• REQUIRED TASK: Convert the records into a Markdown table with the columns Row and Line, giving each line its own numbered row and omitting blank lines. Start at the line that has "Task: annotate every instance of the gray" and continue through the end of the records.
☆ ☆ ☆ ☆ ☆
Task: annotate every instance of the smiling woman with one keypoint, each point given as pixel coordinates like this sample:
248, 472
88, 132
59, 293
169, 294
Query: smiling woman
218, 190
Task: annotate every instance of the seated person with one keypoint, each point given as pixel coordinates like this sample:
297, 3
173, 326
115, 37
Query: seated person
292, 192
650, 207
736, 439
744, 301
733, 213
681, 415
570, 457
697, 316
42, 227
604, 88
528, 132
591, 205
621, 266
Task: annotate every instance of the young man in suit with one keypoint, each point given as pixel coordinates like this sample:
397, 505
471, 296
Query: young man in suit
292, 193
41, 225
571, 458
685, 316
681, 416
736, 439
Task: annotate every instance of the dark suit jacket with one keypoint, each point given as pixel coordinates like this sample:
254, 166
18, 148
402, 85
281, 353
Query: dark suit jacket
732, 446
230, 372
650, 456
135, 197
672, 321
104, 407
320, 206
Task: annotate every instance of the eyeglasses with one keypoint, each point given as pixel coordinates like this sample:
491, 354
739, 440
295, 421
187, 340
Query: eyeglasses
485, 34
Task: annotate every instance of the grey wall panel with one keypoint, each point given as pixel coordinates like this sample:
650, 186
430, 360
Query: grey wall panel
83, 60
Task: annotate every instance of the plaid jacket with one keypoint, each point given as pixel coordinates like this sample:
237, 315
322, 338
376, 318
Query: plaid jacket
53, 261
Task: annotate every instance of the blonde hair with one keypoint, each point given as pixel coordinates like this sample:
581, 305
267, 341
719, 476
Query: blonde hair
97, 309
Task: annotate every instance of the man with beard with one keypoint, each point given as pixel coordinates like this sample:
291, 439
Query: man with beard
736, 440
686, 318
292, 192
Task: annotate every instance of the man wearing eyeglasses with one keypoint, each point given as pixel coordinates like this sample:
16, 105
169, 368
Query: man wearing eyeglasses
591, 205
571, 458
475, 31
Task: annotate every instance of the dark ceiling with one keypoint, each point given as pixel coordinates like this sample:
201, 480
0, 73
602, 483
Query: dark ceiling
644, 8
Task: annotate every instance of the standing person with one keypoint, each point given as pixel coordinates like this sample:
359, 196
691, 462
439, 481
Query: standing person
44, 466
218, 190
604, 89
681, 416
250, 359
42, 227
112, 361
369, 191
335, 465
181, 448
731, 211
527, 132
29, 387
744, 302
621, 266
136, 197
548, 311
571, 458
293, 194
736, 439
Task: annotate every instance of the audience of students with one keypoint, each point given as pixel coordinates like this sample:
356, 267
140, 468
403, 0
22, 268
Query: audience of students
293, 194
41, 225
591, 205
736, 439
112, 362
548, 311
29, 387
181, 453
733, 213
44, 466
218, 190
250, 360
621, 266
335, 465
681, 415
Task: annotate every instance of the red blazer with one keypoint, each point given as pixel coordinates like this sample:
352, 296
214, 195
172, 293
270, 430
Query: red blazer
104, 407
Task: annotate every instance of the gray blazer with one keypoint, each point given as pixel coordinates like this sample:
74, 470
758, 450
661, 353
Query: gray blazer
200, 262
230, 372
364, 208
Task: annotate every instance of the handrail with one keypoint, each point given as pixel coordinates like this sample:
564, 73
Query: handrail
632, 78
☆ ☆ ☆ ☆ ☆
• COMPLETED EXERCISE:
| Row | Line |
|---|---|
| 1 | Task: annotate every instance of the gray blazer with one keypoint, each point given as pixel coordinates like this sample: |
| 2 | 74, 470 |
| 3 | 758, 450 |
| 4 | 661, 353 |
| 5 | Query: gray blazer |
| 6 | 200, 262 |
| 7 | 230, 372 |
| 8 | 364, 208 |
| 9 | Task: annotate every instance of the handrail with one keypoint, each point given as pixel coordinates like this sample: |
| 10 | 564, 73 |
| 11 | Query: handrail |
| 12 | 632, 78 |